Output all of the entries exactly as written.

### Extracted material
--- --- ---

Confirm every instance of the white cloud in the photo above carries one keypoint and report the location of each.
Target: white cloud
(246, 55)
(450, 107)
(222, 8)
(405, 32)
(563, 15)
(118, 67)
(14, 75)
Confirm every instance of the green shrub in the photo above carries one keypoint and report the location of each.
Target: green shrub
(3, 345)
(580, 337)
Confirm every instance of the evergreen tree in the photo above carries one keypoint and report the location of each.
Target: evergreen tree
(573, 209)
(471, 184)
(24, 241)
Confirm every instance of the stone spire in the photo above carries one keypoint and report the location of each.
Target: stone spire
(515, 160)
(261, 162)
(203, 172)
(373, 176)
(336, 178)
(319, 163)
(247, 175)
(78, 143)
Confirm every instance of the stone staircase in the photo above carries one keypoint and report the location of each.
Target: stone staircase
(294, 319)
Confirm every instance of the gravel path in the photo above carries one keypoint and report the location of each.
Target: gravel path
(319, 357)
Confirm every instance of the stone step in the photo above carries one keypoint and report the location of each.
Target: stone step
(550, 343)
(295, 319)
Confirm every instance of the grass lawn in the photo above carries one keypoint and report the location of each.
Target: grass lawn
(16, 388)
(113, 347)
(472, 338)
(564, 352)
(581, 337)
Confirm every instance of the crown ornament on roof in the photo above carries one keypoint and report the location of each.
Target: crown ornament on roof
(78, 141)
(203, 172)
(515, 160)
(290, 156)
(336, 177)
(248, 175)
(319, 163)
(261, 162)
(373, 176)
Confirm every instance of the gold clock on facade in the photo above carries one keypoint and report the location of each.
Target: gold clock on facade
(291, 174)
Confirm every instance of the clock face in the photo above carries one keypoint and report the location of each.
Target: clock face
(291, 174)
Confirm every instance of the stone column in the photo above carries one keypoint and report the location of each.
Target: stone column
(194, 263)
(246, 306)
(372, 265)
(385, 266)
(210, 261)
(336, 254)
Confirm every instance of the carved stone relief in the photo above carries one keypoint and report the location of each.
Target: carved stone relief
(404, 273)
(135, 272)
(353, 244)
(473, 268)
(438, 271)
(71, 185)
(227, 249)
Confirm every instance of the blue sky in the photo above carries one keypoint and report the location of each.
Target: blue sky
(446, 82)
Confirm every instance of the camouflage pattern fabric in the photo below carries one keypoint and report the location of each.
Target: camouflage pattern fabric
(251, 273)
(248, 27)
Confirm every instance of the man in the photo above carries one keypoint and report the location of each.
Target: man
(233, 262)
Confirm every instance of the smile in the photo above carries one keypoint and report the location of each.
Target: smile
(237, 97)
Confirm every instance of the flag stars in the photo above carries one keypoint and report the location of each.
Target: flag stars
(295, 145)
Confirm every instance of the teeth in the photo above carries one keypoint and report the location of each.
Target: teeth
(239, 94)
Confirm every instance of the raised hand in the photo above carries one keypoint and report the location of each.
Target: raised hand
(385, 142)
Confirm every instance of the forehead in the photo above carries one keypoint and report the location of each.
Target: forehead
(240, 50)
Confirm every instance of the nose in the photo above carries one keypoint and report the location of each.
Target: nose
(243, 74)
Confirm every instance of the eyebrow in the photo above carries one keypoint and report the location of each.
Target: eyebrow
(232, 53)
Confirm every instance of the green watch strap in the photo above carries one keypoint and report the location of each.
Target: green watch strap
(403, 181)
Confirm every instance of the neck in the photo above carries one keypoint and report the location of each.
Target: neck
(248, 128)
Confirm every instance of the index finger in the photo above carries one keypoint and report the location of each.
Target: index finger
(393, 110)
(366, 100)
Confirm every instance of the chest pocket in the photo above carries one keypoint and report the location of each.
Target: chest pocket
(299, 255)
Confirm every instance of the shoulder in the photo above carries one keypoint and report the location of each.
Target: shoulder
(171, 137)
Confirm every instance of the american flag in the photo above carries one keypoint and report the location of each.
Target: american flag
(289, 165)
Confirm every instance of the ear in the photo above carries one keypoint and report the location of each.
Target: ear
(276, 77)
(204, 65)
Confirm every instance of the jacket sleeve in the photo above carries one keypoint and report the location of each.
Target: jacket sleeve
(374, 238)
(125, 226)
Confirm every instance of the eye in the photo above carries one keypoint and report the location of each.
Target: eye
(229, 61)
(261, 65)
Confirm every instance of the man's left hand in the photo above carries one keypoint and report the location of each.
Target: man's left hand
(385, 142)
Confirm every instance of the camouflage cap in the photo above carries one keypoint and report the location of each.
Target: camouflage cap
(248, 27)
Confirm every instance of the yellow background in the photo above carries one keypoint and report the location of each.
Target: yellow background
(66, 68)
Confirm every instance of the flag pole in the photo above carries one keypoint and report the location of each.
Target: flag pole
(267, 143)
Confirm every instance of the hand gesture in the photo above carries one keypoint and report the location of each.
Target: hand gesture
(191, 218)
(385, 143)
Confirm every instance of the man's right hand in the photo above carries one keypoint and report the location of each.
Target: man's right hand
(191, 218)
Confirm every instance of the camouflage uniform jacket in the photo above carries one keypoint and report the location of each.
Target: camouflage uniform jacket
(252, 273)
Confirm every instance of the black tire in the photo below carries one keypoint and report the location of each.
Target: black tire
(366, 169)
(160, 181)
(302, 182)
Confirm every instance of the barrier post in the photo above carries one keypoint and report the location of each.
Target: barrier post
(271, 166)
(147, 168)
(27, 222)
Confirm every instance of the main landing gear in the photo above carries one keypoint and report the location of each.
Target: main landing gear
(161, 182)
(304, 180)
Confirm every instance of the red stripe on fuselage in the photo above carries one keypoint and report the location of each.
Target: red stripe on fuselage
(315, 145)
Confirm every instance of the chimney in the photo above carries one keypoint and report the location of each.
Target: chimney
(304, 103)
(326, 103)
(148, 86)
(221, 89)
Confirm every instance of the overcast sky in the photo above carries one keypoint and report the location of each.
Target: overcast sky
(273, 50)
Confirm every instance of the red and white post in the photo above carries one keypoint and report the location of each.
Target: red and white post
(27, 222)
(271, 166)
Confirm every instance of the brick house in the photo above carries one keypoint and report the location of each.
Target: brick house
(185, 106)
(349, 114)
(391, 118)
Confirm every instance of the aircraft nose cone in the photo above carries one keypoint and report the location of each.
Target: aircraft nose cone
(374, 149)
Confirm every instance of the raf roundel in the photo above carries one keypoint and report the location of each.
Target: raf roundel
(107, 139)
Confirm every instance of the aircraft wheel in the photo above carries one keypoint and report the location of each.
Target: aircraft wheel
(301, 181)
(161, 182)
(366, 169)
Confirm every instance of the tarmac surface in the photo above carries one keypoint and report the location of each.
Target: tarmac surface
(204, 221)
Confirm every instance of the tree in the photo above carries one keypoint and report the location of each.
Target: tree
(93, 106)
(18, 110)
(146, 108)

--- --- ---

### Task solution
Confirm every instance of the white cloud in the photo above carries one keypoint and report the location of each.
Target: white cloud
(246, 55)
(450, 107)
(222, 8)
(405, 32)
(563, 15)
(118, 67)
(14, 75)
Confirm every instance of the green shrub in the photo above carries one keypoint and report the location of each.
Target: green shrub
(3, 345)
(580, 337)
Confirm every instance of the evergreen tree in the photo above carries one keypoint and report the location of each.
Target: evergreen tree
(573, 209)
(471, 184)
(24, 241)
Confirm every instance of the stone spire in the photo above carries one keypoint and report the location of each.
Target: stone spire
(515, 160)
(261, 162)
(203, 172)
(373, 176)
(336, 178)
(319, 163)
(247, 175)
(78, 143)
Confirm every instance of the stone staircase in the photo above carries one keypoint and report the location of each.
Target: stone staircase
(294, 319)
Confirm every instance of the gravel path in the photo above carries one keypoint and report the location of each.
Target: gravel path
(319, 357)
Confirm every instance of the stone step in the photo above carries one keypoint and report the location of each.
Target: stone step
(550, 343)
(295, 319)
Confirm every instance of the grass lawn in the photo above carries one keypoint and report the location of each.
Target: grass lawn
(16, 388)
(113, 347)
(472, 338)
(564, 352)
(581, 337)
Confirm every instance of the crown ornament on roof in the photo above carries one keypoint and report the location of each.
Target: crown ornament on roof
(78, 141)
(203, 172)
(515, 160)
(290, 156)
(336, 177)
(248, 175)
(319, 163)
(261, 162)
(373, 176)
Confirm every instance of the gold clock on facade in the photo above carries one keypoint and report the location of each.
Target: gold clock on facade
(291, 174)
Confirm every instance of the clock face in the photo above carries one keypoint and report the location of each.
Target: clock face
(291, 174)
Confirm every instance of the stone column in the photo above carries one keypoint and report the location of each.
Target: stone column
(194, 263)
(246, 306)
(372, 265)
(385, 266)
(210, 261)
(336, 254)
Confirm every instance of the carved stone relief in the photo above carries one keypoint and report the location of each.
Target: carved stone relief
(404, 273)
(135, 272)
(353, 244)
(473, 268)
(438, 271)
(71, 185)
(227, 249)
Confirm every instance of the blue sky in the photo above carries one keypoint and report the location of each.
Target: blue sky
(446, 82)
Confirm every instance of the camouflage pattern fabric in the photo below carries one keypoint and report the location of each.
Target: camouflage pattern fabric
(251, 273)
(248, 27)
Confirm every instance of the man in the photo above carries one keypoint and report the location of each.
Target: man
(233, 262)
Confirm every instance of the smile in the photo above carries one keypoint and report the location of each.
Target: smile
(237, 97)
Confirm every instance of the flag stars in the photo above carries one keypoint and report the location of each.
Target: flag stars
(295, 145)
Confirm every instance of the teeth in the photo above carries one keypoint and report the location of each.
Target: teeth
(239, 94)
Confirm every instance of the raised hand in the photo above carries one keypoint and report the location of each.
Target: raised hand
(385, 142)
Confirm every instance of the forehead in the photo above carries one keypoint and report the location of each.
Target: forehead
(240, 50)
Confirm every instance of the nose in the photo above carries one keypoint and report the location of each.
Target: nose
(243, 74)
Confirm every instance of the eyebrow in the photo above carries one keypoint and report the location of each.
Target: eyebrow
(232, 53)
Confirm every instance of the green watch strap in the photo above carries one keypoint and report the location of each.
Target: green watch strap
(403, 181)
Confirm every instance of the neck in the photo above carries one keypoint and report the location of each.
Target: neck
(248, 128)
Confirm every instance of the index finger in the photo above carries one keypoint and report the location of each.
Target: index finger
(393, 110)
(366, 100)
Confirm every instance of the chest pocket in the photo above carries one keypoint and report the location of each.
Target: chest pocket
(299, 255)
Confirm every instance of the shoulder in the photo above carries one keypoint and report the location of each.
Target: shoulder
(171, 137)
Confirm every instance of the american flag in the photo above carries one keypoint and report the location of each.
Target: american flag
(289, 165)
Confirm every instance of the ear in the photo above carries one keypoint and report the location of each.
Target: ear
(276, 77)
(204, 65)
Confirm every instance of the jacket sleeve in the photo above carries one keypoint and report the location of each.
Target: jacket sleeve
(374, 238)
(125, 226)
Confirm every instance of the eye in the photo above carries one keypoint and report the location of each.
Target: eye
(229, 61)
(261, 65)
Confirm every instance of the man's left hand in the photo above carries one keypoint and report the location of each.
Target: man's left hand
(385, 142)
Confirm every instance of the camouflage cap in the photo above carries one keypoint and report the location of each.
Target: camouflage cap
(248, 27)
Confirm every instance of the yellow background in the photo above carries one keypoint and report the location of each.
Target: yellow background
(66, 68)
Confirm every instance of the flag pole in the photo above carries one keypoint and report the location of each.
Target: flag pole
(267, 143)
Confirm every instance of the hand gesture in the photo above carries one keypoint and report the location of each.
Target: hand gesture
(191, 218)
(385, 143)
Confirm every instance of the man's right hand in the photo above carries one keypoint and report the location of each.
Target: man's right hand
(191, 218)
Confirm every instance of the camouflage uniform jacket in the photo above carries one keypoint and report the location of each.
Target: camouflage uniform jacket
(252, 273)
Confirm every instance of the black tire in the photo below carries one keypoint and report the location of each.
Target: black tire
(366, 169)
(160, 181)
(302, 182)
Confirm every instance of the barrier post in the photo above carries one keypoint and report the location of each.
Target: barrier post
(271, 166)
(147, 168)
(27, 222)
Confirm every instance of the main landing gear in the photo above carries one keypoint and report the location of each.
Target: main landing gear
(161, 182)
(304, 180)
Confirm every instance of the red stripe on fuselage in the photo above carries one keypoint and report the location of each.
Target: red stripe on fuselage
(315, 145)
Confirm every instance of the chimney in the photo above carries one keypoint and report the location of each.
Target: chimney
(304, 103)
(326, 103)
(148, 86)
(221, 89)
Confirm every instance of the overcast sky in the photo above carries one keypoint and report the location of each.
Target: overcast sky
(273, 50)
Confirm every instance of the red and white post in the photo above carries one keypoint and report the location of each.
Target: red and white post
(27, 222)
(271, 166)
Confirm every instance of the brick house in the photo above carries one keypoint and report the location of each.
Target: brick house
(185, 106)
(349, 114)
(391, 118)
Confirm every instance of the aircraft nose cone in the photo above carries one keypoint and report the location of each.
Target: aircraft nose cone
(374, 149)
Confirm every instance of the raf roundel in the photo above carries one keypoint and report the location of each.
Target: raf roundel
(107, 139)
Confirm every instance of the aircraft wheel in the photo above carries one keypoint and report the location of each.
Target: aircraft wheel
(301, 181)
(161, 182)
(366, 169)
Confirm every instance of the tarmac surface in the photo above carries one keypoint and report the location of each.
Target: tarmac surface
(204, 221)
Confirm every instance of the tree in the photo above carries one keypoint and report the location of each.
Target: tree
(93, 106)
(18, 110)
(146, 108)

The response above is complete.